Task goal:
Every record, from first to last, should be written out again exactly.

(Material to process begins)

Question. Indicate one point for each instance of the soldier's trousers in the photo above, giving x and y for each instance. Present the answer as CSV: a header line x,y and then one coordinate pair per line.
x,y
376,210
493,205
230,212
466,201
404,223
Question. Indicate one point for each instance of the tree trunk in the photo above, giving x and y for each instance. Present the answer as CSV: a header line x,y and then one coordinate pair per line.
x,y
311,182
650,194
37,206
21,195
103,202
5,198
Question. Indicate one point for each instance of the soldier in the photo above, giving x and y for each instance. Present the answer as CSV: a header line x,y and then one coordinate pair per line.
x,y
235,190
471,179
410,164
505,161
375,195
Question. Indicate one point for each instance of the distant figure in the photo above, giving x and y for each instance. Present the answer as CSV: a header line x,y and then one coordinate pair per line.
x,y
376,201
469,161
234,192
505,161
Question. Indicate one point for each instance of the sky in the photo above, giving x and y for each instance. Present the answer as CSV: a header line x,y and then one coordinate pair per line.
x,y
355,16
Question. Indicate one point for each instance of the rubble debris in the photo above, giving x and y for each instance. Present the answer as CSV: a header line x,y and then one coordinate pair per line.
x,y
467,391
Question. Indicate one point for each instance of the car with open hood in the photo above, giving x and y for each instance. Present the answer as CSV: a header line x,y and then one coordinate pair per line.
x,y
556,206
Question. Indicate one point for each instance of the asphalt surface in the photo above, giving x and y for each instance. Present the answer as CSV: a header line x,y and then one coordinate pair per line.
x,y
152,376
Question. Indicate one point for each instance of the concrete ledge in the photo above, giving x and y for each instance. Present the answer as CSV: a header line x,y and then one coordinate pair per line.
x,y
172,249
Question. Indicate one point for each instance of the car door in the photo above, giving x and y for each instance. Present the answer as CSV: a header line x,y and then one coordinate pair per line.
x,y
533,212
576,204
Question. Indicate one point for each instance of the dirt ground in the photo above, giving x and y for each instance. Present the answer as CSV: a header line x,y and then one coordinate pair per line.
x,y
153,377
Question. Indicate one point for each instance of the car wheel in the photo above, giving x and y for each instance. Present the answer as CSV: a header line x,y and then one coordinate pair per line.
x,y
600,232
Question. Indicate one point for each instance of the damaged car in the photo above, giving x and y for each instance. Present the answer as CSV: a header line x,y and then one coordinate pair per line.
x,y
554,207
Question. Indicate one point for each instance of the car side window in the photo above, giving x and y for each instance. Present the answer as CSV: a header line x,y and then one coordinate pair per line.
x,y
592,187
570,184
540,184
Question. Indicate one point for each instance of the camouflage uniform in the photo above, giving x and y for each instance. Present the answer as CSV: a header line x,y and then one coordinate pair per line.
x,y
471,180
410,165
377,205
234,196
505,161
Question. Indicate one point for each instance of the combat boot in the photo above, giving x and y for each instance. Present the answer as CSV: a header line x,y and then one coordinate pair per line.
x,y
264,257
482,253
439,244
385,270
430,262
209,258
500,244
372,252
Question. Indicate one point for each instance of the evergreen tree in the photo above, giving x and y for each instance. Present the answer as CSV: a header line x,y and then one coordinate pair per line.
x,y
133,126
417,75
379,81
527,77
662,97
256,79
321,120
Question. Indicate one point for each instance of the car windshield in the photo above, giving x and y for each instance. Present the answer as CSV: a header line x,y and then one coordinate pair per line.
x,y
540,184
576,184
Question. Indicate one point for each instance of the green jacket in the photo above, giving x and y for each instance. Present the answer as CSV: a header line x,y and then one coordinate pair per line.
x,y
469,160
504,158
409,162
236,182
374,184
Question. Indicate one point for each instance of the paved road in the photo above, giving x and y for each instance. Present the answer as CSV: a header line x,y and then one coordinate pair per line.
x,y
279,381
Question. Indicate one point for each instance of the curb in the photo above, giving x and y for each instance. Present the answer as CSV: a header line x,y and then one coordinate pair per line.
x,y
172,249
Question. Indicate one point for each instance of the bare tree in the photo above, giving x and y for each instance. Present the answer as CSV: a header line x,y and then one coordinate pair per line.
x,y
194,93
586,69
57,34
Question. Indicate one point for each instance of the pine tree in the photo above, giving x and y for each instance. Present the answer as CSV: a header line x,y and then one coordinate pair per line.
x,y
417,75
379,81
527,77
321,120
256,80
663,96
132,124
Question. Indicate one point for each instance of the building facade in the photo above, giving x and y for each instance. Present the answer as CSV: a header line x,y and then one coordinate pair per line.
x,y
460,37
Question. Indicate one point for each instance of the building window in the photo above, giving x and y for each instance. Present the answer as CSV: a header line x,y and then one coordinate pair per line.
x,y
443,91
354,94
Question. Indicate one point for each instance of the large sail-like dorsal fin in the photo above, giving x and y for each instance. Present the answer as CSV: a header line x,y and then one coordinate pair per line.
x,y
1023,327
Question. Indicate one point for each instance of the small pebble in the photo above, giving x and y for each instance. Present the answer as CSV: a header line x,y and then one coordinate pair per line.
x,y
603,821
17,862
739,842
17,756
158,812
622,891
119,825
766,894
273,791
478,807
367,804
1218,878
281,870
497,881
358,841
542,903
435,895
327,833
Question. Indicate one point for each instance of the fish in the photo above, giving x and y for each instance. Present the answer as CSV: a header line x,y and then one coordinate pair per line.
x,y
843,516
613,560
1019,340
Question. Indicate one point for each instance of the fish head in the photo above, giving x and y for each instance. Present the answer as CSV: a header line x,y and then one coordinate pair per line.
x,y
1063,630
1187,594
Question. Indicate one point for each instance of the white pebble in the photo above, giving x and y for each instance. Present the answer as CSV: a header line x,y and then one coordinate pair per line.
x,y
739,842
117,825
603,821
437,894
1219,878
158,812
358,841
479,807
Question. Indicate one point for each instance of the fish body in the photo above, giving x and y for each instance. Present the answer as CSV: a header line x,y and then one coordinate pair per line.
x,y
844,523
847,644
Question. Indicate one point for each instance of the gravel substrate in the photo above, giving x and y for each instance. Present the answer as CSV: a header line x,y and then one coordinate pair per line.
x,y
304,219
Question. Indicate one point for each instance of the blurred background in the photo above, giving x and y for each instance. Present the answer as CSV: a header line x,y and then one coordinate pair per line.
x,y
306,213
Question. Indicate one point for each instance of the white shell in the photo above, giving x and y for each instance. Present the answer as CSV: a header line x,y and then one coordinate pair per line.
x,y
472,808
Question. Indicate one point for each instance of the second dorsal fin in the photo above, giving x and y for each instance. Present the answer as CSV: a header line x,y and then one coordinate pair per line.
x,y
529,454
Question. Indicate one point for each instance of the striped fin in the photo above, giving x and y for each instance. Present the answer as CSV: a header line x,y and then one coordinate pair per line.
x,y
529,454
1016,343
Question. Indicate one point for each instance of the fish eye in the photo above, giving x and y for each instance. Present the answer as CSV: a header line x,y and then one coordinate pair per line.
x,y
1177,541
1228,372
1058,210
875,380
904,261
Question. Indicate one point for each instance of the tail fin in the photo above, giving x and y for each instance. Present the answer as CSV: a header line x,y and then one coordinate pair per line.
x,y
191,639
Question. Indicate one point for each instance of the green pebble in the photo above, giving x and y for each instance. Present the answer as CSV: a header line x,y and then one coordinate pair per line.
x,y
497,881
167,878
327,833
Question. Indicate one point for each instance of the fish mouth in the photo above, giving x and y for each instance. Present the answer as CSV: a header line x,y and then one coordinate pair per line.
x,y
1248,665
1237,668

(Material to process ends)

Worked solution:
Question. Indicate one point for each instance of the soldier's trousers in the photo above, giving x and y for each instance. Present the answer as CSV: a header line x,y and then one coordinate pair per line.
x,y
376,210
493,205
230,212
466,201
404,223
Question. Indicate one point for each instance of the tree trunk in the photo above, giving x and y for each instance. Present the answer as CSV: a header line x,y and then one coordinate pair per line.
x,y
311,182
650,194
37,206
21,195
103,202
5,198
Question. Indicate one point for each instance of the soldier in the photo above, giving x and y for each instance. Present the answer as CSV: a header line x,y and then one coordinate pair per line.
x,y
235,190
471,179
410,164
505,161
375,195
Question. Indicate one point for each instance of the distant figure in the photo above, giving x and y for each instance. Present the answer as CSV: a header line x,y and then one coordinate pair per line.
x,y
376,201
469,161
234,192
505,161
Question. Indicate one point for each instance of the sky in the photo above, giving x and y for each instance. Present the answer as CSV: a header line x,y and then one coordinate pair per line.
x,y
355,16
Question. Indicate one point for each instance of the rubble debris in the photo above, giving x and y for each instance. Present the answer as CSV: a header line x,y and then one coordinate pair per line.
x,y
467,391
Question. Indicate one point for each instance of the car with open hood in the photo above, giving x and y for each instance. Present the answer as CSV: a header line x,y and then one coordinate pair per line.
x,y
556,206
Question. Indicate one point for each instance of the asphalt surface in the photo above, giving x and y for each instance. Present the answer as CSV: a header line x,y and then one coordinate pair per line.
x,y
152,376
Question. Indicate one point for each instance of the concrete ledge in the photo above, giving x and y for each instance. Present the answer as CSV: a header line x,y and then one coordinate pair per line.
x,y
172,249
Question. Indicate one point for each instance of the car door in the photo above, giving x and y for each instance. Present the answer as CSV: a header line x,y and then one coordinate pair per line.
x,y
533,212
576,204
Question. Indicate one point for each instance of the dirt ground in the photo above, giving x and y for each instance. Present the answer as CSV: a header line x,y and then one coordinate pair per line.
x,y
153,377
Question. Indicate one point for each instance of the car wheel in the photo above, giving x and y for each instance. Present the answer as CSV: a header line x,y and then one coordinate pair per line.
x,y
600,232
Question. Indicate one point for each instance of the damaged car in the photo above, giving x and y for each instance. Present the answer as CSV: a header line x,y and then one coordinate pair per line.
x,y
554,207
Question. Indicate one point for each instance of the car side window in the photo above, giving x and y for each instance. Present the answer as CSV: a header line x,y and then one coordinate pair per line.
x,y
592,187
570,184
540,184
Question. Indicate one point for each instance of the camouflage uniform in the photo above, giving x and y for each instance. Present the answer as CSV: a header line x,y and then one coordinate pair per line.
x,y
471,180
410,165
377,205
234,196
505,161
Question. Indicate one point for each instance of the combat boot in the photo above, giving x and y for each instance. Present the answer as CSV: a header line x,y and then one coordinate pair per line.
x,y
264,257
482,253
439,244
385,270
430,262
209,258
500,244
372,252
Question. Indicate one point for each instance of the evergreen tree in the photo above, giving x and y for each instance. Present the answer as CSV: a header line x,y and then one coordinate pair per line.
x,y
133,126
417,75
379,81
527,77
662,97
256,79
321,120
Question. Indicate one point for each instance of the car windshield in the photo above, giving x and y for each instance. Present the answer as CSV: a header line x,y and then one coordinate pair per line.
x,y
540,184
576,184
Question. Indicate one point for each instance of the green jacket in the photo above, giving x and y for each instance. Present the answer as CSV: a header line x,y and then one coordinate pair per line.
x,y
469,160
504,158
409,162
236,182
374,184
Question. Indicate one point for each instance of the paved road in the photo above, giving x and y for each instance. Present the answer as CSV: a header line x,y and then one coordinate pair per line.
x,y
279,381
Question. Indicate one point for each instance of the curb in the photo above, giving x and y for each instance. Present the answer as CSV: a header line x,y and then one coordinate pair per line.
x,y
172,249
Question. Indicate one point for each instance of the bare tree in the photo above, giving x and y for each instance. Present the answer as CSV: a header line x,y and then one coordinate pair per line.
x,y
194,93
586,69
57,34
Question. Indicate one point for each instance of the pine tree in the photo above, giving x and y for each instance. Present the answer as CSV: a header line x,y and then one coordinate pair per line.
x,y
417,75
379,81
527,77
321,120
256,80
663,96
132,124
Question. Indicate one point for each instance of the building facade in the photo above, giving x and y for each instance. Present the answer as CSV: a header line x,y and then one coordinate pair per line.
x,y
460,37
Question. Indicate one point for each instance of the building window in the photo above, giving x and y for each instance. Present the answer as CSV: a header line x,y and then one coordinate pair per line.
x,y
443,91
354,94
Question. Indicate one point for each instance of the large sail-like dorsal fin in the photo above, giving x and y for each instance. Present the answer as CSV: a header line x,y and then one coordinate pair per line.
x,y
1023,327
Question. Indicate one point for each instance of the small pebble in the photo above, giving x and y for each instance. Present the answer as CSV: a header line x,y and then one coordinate pair per line.
x,y
603,821
17,862
739,842
17,756
158,812
622,891
119,825
766,894
273,791
478,807
367,804
1218,878
281,870
497,881
358,841
542,903
435,895
327,833
Question. Indicate one point for each instance of the fish in the photo above, giving x and y for each instance. Present the answer as CSV: a header line x,y and then one coordinate pair per line.
x,y
843,516
613,560
1019,340
Question. Indicate one point for each instance of the fish head in the photo above, giving x and y for each instance. Present the answer as CSV: a header line x,y and then one coordinate pair per line.
x,y
1063,630
1187,594
Question. Indicate one point for each instance of the white pebble in the photo above, giving x and y for each instance. Present the answer as CSV: a header line x,y and then one coordinate pair per line.
x,y
739,842
117,825
603,821
437,894
1219,878
158,812
358,841
479,807
Question. Indicate one point for each instance of the fish body in the photo above, giving x and y for each instance. Present the answer as CSV: a header line x,y and then one coordinate pair per line.
x,y
844,523
847,644
Question. Indicate one point for each instance of the gravel substrate in the photo above, giving x and y for each instance. Present the answer as CSV: a header line x,y and then one coordinate pair per line.
x,y
304,219
Question. Indicate one point for each instance of the blurred background in the photo above, giving x and y for each instance. Present the answer as CSV: a header line x,y and then one coordinate pair per line.
x,y
306,213
Question. Indicate one point for each instance of the white shell in the photo above, giving x and y for each instance. Present the answer as CSV: a header line x,y and then one coordinate pair per line.
x,y
472,808
Question. Indicate one point for each instance of the second dorsal fin in the photo above, giving x and y for each instance. Present the answer as CSV: a header line x,y and then one coordinate pair per line.
x,y
529,454
Question. Indicate one point for each instance of the striped fin in the photo above, giving x and y for each instance. Present the answer as CSV: a header line x,y and then one coordinate pair per line.
x,y
529,454
1016,343
Question. Indicate one point for each instance of the fish eye in the photo above, giving x and y for each instance. Present the answer as CSV: a header line x,y and then one coordinate pair per line.
x,y
1177,541
1228,372
1058,210
875,380
904,261
Question. Indicate one point for each instance of the tail fin in the photo above, giving x and y for each instance. Present the answer as CSV: a header line x,y and then one coordinate pair per line.
x,y
191,639
Question. Indicate one point for each instance of the green pebble in the photo above, giving x and y for each instance. Present the answer as CSV: a header line x,y and then one coordinate pair per line.
x,y
497,881
167,878
327,833
Question. Indicate one point for each instance of the fish mouth in the photo above, giving x and y for each instance. Present the answer as CSV: a header line x,y and then one coordinate pair per line.
x,y
1248,665
1237,668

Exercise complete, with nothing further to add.